## Exercise
Would you return, word for word, the lines of the data below from the line with "In this exercise you will label every instance of the kobelco" through the line with "In this exercise you will label every instance of the rock", and no others?

.....

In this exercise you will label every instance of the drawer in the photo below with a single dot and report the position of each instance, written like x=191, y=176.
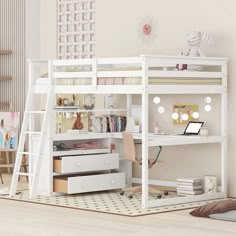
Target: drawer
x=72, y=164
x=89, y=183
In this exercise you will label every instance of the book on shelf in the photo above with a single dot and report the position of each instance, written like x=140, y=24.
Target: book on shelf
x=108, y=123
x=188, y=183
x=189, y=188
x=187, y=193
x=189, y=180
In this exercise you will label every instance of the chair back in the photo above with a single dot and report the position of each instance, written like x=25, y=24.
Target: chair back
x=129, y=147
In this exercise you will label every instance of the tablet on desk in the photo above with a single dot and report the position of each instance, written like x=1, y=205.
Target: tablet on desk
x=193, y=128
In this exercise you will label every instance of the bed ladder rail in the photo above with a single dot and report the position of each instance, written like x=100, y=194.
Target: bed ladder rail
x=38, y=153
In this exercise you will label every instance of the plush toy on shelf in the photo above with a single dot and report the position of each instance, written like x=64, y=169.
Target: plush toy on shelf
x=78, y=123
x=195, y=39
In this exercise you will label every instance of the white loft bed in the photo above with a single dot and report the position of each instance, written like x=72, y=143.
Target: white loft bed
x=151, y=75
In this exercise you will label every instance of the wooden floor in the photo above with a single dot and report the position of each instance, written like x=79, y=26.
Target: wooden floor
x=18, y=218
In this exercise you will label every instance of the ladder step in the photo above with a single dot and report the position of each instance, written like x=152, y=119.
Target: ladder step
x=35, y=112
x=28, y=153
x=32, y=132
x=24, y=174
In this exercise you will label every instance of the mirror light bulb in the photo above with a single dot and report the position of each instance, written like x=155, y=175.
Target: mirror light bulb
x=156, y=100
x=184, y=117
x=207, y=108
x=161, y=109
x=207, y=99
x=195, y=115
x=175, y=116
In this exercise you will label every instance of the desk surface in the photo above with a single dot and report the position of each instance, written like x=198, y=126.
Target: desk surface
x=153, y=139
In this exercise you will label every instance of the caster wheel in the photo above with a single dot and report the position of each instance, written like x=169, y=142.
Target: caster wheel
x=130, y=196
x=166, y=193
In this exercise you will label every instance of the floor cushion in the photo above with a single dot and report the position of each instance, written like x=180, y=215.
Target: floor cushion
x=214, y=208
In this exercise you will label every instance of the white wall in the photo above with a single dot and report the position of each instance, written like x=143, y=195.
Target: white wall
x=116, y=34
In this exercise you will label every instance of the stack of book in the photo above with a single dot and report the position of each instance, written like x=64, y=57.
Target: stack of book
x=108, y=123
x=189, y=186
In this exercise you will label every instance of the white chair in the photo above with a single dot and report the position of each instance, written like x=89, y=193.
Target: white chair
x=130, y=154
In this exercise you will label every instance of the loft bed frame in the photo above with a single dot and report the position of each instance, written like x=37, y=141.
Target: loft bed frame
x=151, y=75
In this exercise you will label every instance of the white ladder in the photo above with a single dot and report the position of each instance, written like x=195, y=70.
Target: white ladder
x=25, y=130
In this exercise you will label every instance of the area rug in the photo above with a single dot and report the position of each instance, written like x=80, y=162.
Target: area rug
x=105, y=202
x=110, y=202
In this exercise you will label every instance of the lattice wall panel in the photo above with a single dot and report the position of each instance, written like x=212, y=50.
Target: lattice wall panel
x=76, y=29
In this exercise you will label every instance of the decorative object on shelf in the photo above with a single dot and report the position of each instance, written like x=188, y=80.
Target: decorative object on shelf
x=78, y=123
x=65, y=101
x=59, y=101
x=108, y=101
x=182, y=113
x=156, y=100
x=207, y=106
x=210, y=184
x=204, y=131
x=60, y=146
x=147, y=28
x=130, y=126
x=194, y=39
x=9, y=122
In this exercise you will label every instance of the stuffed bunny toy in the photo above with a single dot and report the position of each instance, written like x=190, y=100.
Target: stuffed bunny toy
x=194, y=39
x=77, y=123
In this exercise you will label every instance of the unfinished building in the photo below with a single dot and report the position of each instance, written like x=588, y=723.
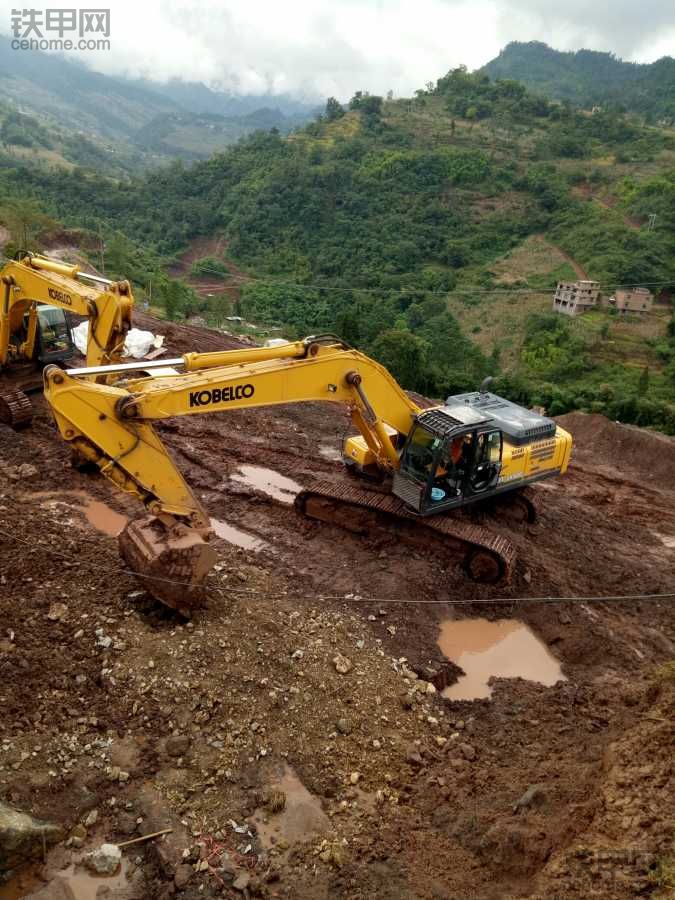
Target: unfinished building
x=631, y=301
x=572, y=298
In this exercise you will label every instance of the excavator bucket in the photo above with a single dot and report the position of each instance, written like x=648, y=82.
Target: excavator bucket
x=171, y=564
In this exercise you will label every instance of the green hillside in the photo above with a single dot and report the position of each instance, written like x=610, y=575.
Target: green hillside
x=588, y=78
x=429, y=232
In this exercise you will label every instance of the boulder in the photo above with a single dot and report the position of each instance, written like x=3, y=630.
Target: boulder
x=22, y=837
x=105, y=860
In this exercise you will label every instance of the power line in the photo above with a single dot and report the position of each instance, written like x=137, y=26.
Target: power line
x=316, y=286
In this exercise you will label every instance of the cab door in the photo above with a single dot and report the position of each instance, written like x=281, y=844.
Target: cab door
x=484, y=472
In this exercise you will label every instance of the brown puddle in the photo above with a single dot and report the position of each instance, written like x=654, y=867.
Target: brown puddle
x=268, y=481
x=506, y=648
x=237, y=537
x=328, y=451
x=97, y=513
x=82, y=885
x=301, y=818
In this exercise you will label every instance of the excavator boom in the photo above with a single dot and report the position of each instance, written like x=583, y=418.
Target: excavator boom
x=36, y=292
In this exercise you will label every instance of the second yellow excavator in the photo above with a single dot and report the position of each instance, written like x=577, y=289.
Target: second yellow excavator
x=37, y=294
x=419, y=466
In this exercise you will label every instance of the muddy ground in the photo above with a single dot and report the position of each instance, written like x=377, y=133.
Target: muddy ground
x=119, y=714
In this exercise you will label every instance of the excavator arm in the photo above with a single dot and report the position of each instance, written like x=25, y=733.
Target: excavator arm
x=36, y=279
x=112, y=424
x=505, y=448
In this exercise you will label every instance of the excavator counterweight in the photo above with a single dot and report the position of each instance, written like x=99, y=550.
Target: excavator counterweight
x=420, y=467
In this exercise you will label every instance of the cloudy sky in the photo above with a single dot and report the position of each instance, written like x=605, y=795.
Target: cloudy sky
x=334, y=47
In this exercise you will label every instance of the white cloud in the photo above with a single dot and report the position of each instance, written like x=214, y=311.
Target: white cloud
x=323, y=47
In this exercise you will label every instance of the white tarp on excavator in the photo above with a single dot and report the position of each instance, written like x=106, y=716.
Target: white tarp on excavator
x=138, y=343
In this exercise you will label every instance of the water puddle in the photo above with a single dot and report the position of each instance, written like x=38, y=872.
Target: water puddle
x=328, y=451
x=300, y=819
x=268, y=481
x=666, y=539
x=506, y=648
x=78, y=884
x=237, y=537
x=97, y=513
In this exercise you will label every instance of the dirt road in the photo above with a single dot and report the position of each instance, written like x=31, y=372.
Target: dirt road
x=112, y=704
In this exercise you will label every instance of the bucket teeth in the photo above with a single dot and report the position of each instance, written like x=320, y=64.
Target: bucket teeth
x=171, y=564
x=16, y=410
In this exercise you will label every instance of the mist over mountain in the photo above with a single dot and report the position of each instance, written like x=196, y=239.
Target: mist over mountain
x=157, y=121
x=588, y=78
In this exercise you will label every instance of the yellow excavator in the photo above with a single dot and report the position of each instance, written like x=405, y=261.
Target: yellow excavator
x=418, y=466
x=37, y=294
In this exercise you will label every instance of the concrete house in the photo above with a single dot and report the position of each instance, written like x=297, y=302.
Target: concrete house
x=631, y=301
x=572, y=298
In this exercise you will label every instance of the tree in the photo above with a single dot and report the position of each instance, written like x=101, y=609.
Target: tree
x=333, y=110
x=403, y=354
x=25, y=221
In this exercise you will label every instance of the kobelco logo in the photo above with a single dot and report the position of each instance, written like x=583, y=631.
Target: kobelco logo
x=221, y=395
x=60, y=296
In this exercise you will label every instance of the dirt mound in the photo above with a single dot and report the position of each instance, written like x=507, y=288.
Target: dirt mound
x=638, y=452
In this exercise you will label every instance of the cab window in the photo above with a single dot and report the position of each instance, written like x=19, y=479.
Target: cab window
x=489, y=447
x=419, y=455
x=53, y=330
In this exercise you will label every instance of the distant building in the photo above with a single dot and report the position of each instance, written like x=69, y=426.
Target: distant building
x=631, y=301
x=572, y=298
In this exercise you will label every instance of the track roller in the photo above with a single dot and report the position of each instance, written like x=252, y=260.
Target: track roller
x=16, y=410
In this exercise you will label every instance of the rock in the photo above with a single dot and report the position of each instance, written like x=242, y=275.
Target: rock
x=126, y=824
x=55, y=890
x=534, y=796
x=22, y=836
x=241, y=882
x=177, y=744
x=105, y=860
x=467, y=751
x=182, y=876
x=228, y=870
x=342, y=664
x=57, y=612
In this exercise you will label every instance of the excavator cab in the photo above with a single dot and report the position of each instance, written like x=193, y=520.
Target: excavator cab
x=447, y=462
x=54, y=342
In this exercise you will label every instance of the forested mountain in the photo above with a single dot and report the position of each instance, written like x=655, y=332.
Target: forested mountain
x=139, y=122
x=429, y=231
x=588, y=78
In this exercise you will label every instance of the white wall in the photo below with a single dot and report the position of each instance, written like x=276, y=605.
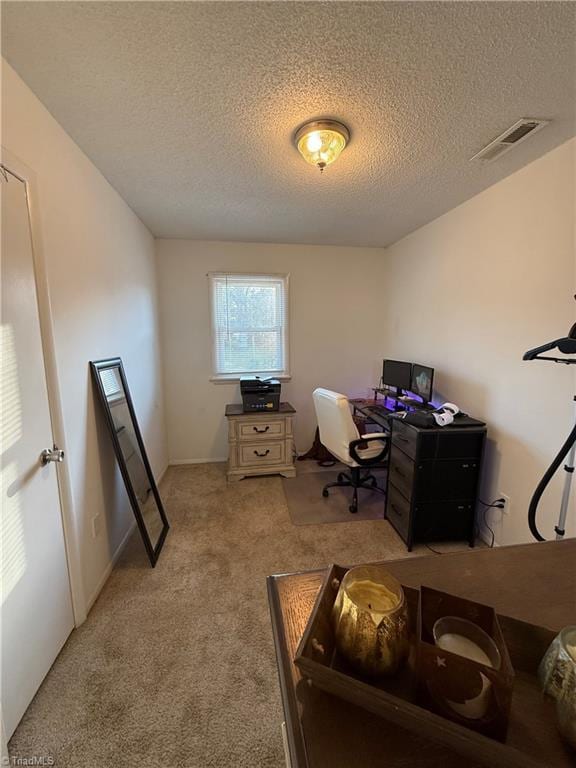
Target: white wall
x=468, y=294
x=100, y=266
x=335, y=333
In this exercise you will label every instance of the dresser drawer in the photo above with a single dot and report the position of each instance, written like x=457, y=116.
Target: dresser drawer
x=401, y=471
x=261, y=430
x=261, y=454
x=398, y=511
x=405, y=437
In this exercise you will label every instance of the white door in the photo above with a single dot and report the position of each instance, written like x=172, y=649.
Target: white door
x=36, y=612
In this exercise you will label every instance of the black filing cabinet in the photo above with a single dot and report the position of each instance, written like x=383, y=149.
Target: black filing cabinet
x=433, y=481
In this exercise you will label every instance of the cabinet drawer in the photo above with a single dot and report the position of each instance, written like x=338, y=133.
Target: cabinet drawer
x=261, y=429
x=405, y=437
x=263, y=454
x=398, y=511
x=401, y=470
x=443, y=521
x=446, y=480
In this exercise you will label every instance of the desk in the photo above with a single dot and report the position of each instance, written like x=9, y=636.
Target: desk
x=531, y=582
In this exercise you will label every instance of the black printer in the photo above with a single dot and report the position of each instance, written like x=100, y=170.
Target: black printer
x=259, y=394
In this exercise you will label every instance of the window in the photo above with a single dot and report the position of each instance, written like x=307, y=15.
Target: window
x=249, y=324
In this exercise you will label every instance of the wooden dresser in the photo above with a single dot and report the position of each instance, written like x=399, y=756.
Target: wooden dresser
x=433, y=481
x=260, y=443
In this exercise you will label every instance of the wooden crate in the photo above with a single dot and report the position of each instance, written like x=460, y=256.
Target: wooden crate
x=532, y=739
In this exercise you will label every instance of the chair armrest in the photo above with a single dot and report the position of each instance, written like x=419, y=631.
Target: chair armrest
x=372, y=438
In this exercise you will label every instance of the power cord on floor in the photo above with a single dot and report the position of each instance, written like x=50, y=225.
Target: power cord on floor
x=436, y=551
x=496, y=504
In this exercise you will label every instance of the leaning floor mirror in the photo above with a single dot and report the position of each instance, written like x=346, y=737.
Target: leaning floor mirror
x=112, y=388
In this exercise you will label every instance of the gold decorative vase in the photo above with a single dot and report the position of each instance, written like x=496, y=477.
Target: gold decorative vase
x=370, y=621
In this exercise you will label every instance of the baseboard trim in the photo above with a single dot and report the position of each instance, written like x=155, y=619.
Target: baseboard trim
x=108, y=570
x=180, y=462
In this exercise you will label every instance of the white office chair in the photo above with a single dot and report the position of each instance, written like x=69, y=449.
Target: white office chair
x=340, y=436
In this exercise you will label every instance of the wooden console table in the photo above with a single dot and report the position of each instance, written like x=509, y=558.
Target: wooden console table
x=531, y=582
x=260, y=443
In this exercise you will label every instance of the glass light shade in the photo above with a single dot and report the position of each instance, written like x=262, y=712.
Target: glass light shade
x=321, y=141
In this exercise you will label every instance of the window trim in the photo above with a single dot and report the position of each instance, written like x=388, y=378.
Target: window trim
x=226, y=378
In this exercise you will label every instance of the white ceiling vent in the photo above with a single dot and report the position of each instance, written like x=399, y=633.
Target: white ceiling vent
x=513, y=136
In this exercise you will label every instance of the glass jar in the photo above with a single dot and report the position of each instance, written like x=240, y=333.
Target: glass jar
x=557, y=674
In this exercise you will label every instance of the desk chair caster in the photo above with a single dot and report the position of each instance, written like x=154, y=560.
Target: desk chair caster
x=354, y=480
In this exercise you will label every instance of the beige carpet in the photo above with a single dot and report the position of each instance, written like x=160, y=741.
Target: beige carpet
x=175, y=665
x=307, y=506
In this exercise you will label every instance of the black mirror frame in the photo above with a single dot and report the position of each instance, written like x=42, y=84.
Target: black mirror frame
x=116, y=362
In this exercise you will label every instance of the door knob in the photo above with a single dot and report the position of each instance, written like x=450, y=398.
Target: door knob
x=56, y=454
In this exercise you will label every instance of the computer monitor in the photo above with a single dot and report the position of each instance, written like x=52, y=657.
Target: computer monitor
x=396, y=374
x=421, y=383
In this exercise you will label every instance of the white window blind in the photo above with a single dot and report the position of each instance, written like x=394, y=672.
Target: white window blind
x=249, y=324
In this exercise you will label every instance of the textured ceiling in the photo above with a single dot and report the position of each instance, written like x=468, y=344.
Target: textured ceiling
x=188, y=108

.....

## Written answer
In this exercise you will label every instance of the kobelco logo in the photo above with a single dot and report the position of each instance, written like x=583, y=631.
Target: kobelco logo
x=221, y=395
x=60, y=296
In this exercise you will label every instance of the dirt mound in the photo above with a single dot and report the position of each instance, written like x=507, y=288.
Target: dirt mound
x=638, y=452
In this exercise you will label every instance of the cab window in the photo above with a single dot and report the position of each instance, written like x=19, y=479.
Target: cab window
x=489, y=447
x=419, y=455
x=53, y=330
In this exercise you will label every instance of the distant building in the photo above with a single dot and report the position of each instance, written like x=69, y=426.
Target: distant building
x=631, y=301
x=572, y=298
In this exercise you will label every instance of the track roller in the photo above with a single dot and report the position of each instance, written like x=252, y=260.
Target: track roller
x=16, y=410
In this exercise you will label every instance of the rock in the photo above with a single dot and report the position of each instance, written like x=242, y=275.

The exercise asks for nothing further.